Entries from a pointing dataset
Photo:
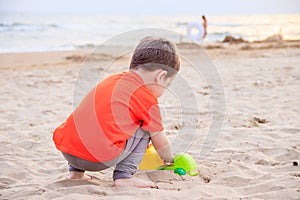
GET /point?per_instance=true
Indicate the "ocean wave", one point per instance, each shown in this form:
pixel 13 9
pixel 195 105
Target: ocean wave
pixel 17 26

CHALLENGE ▸
Put each line of the data above into a JSON list of strings with one string per line, skipping blank lines and leaving out the pictures.

THE RESULT ▸
[
  "Photo:",
  "GET /point?per_instance=true",
  "Indicate the \"ocean wave\", one point per instance, each shown in this form:",
  "pixel 13 9",
  "pixel 195 105",
  "Target: ocean wave",
  "pixel 17 26"
]